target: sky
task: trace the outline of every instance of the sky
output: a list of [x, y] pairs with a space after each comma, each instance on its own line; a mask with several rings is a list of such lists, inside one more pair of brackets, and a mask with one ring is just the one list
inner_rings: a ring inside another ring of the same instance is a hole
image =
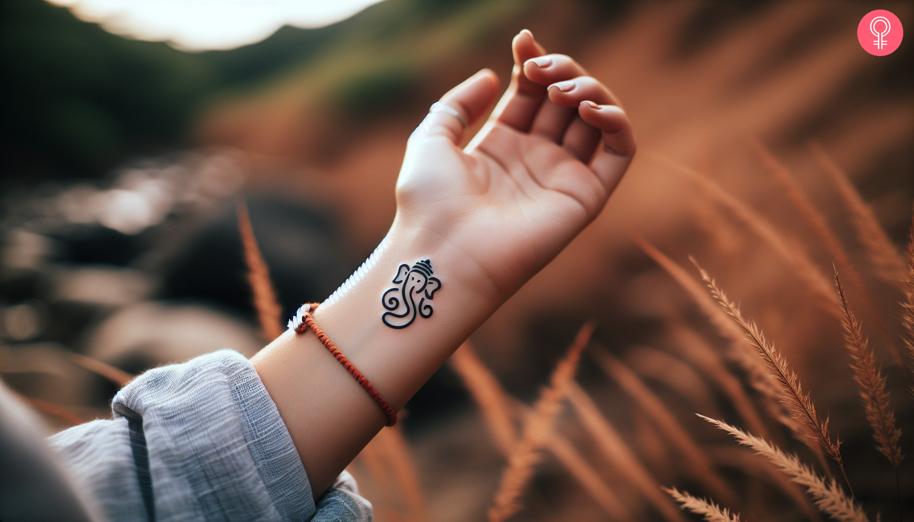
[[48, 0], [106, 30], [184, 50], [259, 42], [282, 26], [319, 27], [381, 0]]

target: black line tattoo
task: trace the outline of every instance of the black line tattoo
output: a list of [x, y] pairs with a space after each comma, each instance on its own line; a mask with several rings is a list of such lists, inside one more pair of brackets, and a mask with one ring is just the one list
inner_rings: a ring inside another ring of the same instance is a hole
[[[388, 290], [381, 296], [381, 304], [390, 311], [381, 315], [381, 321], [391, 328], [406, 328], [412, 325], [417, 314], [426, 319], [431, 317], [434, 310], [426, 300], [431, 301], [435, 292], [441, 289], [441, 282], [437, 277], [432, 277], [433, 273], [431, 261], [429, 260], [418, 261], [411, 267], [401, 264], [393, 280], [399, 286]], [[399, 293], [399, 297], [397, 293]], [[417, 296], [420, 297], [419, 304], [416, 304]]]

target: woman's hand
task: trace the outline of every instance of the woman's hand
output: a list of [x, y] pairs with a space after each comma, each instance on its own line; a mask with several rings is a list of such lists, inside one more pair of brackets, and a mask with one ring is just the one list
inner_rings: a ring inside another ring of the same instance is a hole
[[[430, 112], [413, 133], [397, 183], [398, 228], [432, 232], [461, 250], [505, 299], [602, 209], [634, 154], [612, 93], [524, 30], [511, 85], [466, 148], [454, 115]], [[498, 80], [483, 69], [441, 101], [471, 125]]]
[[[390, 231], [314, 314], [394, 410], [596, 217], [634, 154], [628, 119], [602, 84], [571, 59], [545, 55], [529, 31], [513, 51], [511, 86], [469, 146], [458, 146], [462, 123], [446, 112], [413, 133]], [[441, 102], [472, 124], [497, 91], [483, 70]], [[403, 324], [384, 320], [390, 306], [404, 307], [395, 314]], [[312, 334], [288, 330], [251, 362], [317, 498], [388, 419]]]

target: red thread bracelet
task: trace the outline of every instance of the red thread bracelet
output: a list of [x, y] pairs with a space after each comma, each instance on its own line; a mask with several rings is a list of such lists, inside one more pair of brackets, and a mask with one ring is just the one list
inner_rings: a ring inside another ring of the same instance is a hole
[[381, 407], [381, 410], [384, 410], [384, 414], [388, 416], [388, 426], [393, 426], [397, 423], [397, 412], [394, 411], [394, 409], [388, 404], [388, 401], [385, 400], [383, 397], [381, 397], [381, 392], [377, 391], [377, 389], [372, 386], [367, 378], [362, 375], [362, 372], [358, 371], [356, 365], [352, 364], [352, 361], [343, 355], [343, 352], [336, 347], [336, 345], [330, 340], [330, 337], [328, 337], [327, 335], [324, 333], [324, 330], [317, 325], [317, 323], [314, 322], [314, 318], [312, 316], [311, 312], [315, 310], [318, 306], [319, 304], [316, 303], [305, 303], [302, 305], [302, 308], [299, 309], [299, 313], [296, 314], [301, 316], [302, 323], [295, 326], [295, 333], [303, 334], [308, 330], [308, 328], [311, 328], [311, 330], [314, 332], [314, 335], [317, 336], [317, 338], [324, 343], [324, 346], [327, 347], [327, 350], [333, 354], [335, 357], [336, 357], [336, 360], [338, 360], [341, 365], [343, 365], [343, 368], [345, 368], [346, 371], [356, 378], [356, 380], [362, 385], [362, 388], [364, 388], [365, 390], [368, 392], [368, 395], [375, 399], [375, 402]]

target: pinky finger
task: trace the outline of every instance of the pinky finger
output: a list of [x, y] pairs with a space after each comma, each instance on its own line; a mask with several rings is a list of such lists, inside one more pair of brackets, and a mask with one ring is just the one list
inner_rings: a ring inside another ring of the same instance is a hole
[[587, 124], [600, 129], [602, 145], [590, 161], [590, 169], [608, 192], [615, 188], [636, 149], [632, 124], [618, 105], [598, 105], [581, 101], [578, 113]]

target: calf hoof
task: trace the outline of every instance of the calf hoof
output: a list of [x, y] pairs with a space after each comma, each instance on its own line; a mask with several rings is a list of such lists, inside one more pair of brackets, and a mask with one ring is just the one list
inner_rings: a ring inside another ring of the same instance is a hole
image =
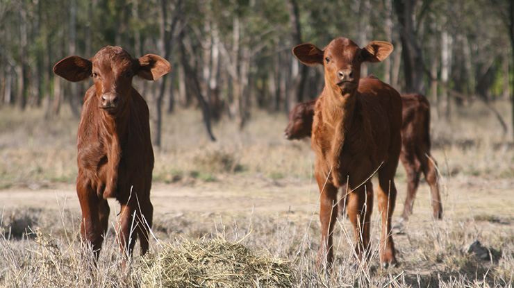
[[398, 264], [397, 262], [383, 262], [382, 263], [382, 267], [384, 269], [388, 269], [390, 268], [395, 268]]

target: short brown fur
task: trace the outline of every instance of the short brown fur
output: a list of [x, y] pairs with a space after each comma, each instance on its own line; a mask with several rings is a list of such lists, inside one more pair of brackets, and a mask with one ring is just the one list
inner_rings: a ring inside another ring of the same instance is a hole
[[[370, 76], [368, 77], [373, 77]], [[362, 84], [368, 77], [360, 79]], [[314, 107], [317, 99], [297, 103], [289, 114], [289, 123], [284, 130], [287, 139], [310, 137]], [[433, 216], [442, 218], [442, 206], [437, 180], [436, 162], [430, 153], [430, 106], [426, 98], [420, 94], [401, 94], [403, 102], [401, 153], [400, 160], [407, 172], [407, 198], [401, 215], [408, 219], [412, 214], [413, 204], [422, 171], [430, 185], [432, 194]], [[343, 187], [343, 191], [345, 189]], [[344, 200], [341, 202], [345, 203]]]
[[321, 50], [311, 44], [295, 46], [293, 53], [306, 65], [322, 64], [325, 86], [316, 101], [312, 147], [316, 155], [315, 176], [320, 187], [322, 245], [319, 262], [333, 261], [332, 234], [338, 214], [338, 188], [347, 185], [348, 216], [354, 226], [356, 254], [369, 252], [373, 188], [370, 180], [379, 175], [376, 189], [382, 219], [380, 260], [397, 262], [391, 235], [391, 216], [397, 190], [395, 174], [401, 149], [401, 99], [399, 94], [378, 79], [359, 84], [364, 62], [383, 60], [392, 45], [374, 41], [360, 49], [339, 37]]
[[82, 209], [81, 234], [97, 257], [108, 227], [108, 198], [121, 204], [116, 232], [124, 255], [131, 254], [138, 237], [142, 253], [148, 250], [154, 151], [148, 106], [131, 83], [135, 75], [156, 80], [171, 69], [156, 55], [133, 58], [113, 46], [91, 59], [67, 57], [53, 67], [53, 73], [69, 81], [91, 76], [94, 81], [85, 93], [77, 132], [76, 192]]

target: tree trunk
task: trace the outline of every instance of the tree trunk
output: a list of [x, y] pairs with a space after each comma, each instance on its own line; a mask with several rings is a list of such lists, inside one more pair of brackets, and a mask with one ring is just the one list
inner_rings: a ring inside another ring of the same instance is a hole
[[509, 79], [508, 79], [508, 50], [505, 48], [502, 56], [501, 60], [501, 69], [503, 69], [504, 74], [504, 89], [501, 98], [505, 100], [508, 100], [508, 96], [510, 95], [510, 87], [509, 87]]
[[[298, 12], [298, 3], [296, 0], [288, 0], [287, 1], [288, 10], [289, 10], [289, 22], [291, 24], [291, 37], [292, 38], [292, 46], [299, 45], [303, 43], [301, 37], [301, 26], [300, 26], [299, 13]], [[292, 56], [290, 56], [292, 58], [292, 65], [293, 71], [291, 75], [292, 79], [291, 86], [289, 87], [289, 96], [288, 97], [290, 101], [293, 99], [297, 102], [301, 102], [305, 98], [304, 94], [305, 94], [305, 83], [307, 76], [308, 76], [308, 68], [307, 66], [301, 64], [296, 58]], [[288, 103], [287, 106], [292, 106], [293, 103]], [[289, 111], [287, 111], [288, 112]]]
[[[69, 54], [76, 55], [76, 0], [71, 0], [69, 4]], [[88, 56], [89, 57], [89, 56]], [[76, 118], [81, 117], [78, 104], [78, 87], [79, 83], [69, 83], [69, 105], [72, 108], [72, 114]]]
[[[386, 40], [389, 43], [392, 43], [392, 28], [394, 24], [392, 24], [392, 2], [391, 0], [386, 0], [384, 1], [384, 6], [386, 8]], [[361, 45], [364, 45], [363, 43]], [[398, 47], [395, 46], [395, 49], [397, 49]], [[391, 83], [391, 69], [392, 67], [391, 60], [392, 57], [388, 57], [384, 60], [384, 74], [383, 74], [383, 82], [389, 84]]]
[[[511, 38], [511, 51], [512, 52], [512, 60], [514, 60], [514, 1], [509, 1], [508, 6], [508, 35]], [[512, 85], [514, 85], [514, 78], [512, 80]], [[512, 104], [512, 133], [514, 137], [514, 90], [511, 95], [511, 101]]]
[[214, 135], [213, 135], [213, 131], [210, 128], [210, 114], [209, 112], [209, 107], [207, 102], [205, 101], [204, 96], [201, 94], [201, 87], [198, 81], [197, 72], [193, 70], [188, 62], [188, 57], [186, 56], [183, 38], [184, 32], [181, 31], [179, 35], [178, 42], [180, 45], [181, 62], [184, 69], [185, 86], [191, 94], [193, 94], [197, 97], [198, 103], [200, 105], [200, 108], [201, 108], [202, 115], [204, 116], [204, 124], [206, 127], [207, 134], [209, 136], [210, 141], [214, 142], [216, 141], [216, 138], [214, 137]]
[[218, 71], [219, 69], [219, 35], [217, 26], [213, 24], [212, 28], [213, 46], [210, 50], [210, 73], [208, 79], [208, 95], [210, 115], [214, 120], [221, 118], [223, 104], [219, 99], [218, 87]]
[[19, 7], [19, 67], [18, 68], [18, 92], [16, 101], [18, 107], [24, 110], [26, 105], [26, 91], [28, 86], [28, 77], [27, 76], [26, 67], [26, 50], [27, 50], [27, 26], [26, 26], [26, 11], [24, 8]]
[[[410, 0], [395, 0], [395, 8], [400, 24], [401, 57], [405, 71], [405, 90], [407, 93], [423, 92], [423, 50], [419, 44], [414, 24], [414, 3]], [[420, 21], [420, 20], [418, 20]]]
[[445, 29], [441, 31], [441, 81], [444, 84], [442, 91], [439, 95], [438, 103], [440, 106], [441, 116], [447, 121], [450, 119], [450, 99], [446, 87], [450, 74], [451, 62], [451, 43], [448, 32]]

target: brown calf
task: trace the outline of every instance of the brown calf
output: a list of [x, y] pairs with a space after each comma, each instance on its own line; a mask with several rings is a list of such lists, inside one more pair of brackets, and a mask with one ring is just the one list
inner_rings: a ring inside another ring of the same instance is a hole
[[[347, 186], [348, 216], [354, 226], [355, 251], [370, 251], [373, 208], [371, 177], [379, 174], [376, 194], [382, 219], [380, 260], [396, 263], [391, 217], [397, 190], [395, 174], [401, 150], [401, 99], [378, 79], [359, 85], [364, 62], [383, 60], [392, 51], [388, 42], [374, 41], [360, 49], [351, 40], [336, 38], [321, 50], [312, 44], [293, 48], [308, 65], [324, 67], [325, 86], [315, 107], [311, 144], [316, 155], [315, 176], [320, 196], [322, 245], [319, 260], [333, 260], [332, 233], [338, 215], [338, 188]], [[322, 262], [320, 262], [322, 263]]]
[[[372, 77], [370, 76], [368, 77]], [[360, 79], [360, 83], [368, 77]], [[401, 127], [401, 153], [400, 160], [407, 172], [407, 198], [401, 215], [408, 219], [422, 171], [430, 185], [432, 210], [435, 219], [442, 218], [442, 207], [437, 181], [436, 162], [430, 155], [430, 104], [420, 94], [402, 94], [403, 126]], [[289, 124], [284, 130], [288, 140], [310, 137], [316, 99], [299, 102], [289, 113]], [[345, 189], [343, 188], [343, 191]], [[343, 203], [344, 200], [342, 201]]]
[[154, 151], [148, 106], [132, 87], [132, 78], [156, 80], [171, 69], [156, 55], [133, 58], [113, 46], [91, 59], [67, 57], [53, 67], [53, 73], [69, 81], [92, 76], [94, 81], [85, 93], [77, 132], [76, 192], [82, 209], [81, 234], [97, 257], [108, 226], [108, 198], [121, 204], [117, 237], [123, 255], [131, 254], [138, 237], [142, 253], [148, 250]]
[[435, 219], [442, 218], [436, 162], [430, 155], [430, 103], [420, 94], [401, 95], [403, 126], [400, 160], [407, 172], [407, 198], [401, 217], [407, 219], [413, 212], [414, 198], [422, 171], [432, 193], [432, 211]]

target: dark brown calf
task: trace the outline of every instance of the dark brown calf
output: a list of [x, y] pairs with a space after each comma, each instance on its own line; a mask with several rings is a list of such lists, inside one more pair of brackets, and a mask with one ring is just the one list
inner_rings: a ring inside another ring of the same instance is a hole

- Exercise brief:
Can you rescale the lines from the first one through the line with "27], [381, 0]]", both ends included? Give them again with their requests, multiply every coordinate in the answers by 0.25, round to whole numbers with halves going up, and leave out the pictures.

- Task result:
target: sky
task: trace the outline of every instance of the sky
output: a list of [x, y] pairs with a space after each comma, each instance on its own line; a mask with several rings is a list of such lists, inside one more pair of brackets, and a mask with one ring is just the one list
inner_rings: a ring inside another ring of the same instance is a hole
image =
[[12, 0], [27, 8], [46, 13], [65, 11], [71, 7], [80, 7], [95, 0]]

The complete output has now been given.